Source document
......

An approach to helping children with autism taught in the USA for half a century is starting to take off in Lebanon, thanks to LSESD and SKILD.
Applied Behavior Analysis (ABA) is the scientific study of human behavior to help change behavior in a meaningful way. ABA has been used in the USA for behavior modification for over 50 years. Today, it is a common practice used in schools, homes, and clinical settings throughout the country. “It is recognized as the most effective research-based methodology to alter behavior, enhance quality of life and social interaction, as well as to target complex skills, such as reading, conversing and understanding another person’s perspective,” says Dr Tonia Crane, an ABA expert from Missouri Baptist University. “In addition, families who receive intensive ABA support report a greater reduction in daily stress.”
Crane has seen directly how effective ABA practices are. “I have had nonverbal children with autism who receive intense ABA therapy three times a week and within six months of therapy, not only do they begin communicating, but there is also a significant improvement in their ability to maintain eye contact, listening to instruction, and with peer interactions,” she says.
Since July 2013, Crane has been sharing her ABA knowledge with SKILD and education practitioners in Lebanon. She was invited by the President of Oklahoma Baptist University, David Whitlock, who knew of her passion for children with special needs and her expertise in the field of autism/behavior, to help design a model school in the Middle East for children with special needs. Inspired by the project, Dr Crane said yes! She has been assisting SKILD on her visits to Lebanon by evaluating children thought to be on the autism spectrum, writing recommendations and behavioral plans, training staff at SKILD on evaluations and screening tools, developing behavioral strategies to use when providing therapy to children with Attention Deficit Disorder, and leading ABA training to SKILD professionals, teachers, and administrators in the field of special education.
In 2014, she helped SKILD develop a screening tool to use in the public school sector to identify students who are at risk of learning differences. The screening results helped SKILD staff target those schools and classes in need of additional resources and training to effectively meet the needs of all students.
This July, thanks to LSESD Executive Director Nabil Costa and SKILD, Tonia Crane started a new ABA course in Beirut, which she has developed with Haigazian University. It is being offered to undergraduate students at the university who have a background in and are majoring in education, and to education and psychology majors at the graduate level. The course aims to enable them to develop strategies to help address classroom behaviors. Students were taught by Crane for one week at the university campus, and will complete the rest of the course online.
Dr Crane has been amazed by her students’ response to the course.
“The students were so engaged in learning! There was no comparison to any course I’ve taught at the collegiate level in the USA in the last 8 years,” she says.
Dr Crane is hopeful that an advanced level course will be offered at Haigazian University in 2017 for those students interested in furthering their knowledgebase and applying the concepts to real life experiences. Teaching the students has been personally enriching for her.
“This was a rich experience and I will always cherish the relationships that emerged as a result. Each and every student has a special place in my heart and it was an honor to have the opportunity to teach them.”
She is thankful to Missouri Baptist University president Alton Lacey and Provost Arlan Dykstra for their support of her work with SKILD. The leadership of Nabil Costa and Hiba Jamal (SKILD Center Director), has also been invaluable. She says the impact Nabil and Hiba and the SKILD team have made, not only on allowing the ABA course to happen at Haigazian University, but also in developing support for children with learning differences in Lebanon, has been significant.
“Hiba continues to amaze me with her passion for the field, leadership abilities, vision, and earnestness,” says Crane. “I’ve watched the center grow under her leadership and see the relationships that she has built with her team at SKILD, professionals in the field, and the families that she serves.
“Nabil saw a need for ABA in Lebanon and without him I would not have had this opportunity. It is his vision and perseverance that has significantly changed the realm of ABA and inclusion in Lebanon. It is breath-taking to look at where they are today and where they were 3 years ago, when I began. SKILD is lighting the path for a brighter future for children with special needs and to be a small part of their journey is a blessing than is unmeasurable.”
This article is based on an interview with Dr. Tonia Crane conducted by Chris Hall.

......

Source material
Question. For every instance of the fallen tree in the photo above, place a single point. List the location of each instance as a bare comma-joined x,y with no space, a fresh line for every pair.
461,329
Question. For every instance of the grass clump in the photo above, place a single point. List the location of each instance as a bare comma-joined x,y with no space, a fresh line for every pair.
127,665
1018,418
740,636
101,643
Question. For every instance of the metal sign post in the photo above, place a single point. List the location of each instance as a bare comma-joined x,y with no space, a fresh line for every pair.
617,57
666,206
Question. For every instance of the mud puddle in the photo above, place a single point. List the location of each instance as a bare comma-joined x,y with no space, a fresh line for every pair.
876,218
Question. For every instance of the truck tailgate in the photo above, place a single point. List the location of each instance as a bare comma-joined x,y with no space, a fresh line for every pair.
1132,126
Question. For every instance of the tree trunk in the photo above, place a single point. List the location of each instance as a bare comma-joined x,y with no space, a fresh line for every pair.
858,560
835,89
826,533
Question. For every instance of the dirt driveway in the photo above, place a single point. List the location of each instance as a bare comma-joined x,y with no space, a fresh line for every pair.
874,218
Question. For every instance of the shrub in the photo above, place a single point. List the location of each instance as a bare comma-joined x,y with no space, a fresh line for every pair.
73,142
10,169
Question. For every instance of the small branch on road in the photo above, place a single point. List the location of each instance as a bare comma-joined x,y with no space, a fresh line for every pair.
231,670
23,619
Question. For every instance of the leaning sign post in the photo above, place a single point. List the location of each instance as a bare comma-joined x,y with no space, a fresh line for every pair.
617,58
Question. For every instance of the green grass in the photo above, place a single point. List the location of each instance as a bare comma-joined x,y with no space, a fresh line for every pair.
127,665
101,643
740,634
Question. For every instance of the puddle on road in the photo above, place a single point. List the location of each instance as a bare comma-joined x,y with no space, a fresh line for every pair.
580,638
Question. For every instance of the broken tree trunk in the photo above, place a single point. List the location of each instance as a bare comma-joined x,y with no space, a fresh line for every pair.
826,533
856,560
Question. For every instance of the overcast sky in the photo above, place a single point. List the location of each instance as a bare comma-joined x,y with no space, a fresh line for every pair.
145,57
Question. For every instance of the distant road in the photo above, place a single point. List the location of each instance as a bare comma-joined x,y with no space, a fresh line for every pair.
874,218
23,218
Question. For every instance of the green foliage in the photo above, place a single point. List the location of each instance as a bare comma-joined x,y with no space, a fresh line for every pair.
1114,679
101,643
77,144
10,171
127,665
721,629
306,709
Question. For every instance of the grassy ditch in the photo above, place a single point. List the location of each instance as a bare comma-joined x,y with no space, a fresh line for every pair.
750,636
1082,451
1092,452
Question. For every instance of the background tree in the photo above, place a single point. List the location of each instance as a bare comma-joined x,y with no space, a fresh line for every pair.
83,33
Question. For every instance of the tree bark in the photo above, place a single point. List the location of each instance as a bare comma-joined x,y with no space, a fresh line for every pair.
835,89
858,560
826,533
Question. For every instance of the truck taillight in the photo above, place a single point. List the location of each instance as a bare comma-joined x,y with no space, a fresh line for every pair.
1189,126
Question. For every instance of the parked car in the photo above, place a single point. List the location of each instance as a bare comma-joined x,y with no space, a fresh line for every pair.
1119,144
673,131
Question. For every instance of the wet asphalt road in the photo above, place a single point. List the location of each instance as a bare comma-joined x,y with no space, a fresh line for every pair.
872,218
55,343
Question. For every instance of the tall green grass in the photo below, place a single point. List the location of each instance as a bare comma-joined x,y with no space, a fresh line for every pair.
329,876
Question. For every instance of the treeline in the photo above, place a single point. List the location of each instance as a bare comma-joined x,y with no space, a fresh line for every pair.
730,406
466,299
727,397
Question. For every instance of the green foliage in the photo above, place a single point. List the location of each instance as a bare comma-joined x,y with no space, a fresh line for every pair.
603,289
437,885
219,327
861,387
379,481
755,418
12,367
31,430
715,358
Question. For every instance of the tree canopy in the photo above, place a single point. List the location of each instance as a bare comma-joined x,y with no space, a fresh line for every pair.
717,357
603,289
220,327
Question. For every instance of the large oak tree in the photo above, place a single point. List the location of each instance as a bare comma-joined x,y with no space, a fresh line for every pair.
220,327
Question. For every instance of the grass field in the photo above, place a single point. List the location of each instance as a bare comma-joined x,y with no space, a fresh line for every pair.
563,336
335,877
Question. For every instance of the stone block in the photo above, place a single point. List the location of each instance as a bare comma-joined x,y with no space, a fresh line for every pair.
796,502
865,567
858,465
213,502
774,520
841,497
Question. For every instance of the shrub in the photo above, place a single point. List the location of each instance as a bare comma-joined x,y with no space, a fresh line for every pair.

......

Exercise instructions
[1] In the article about ABA in Lebanon, which university did Tonia Crane develop the new ABA course in Beirut with?
[2] Translate this sentence from the article about ABA in Lebanon into Spanish: "Dr Crane has been amazed by her students’ response to the course."
[3] Reproduce word for word everything in the article about ABA in Lebanon from "This July, thanks" down to "to the course.".

Problem solutions
[1] Haigazian University.

[2] La Dra. Crane ha quedado asombrada por la respuesta de sus estudiantes al curso.

[3]
This July, thanks to LSESD Executive Director Nabil Costa and SKILD, Tonia Crane started a new ABA course in Beirut, which she has developed with Haigazian University. It is being offered to undergraduate students at the university who have a background in and are majoring in education, and to education and psychology majors at the graduate level. The course aims to enable them to develop strategies to help address classroom behaviors. Students were taught by Crane for one week at the university campus, and will complete the rest of the course online.
Dr Crane has been amazed by her students’ response to the course.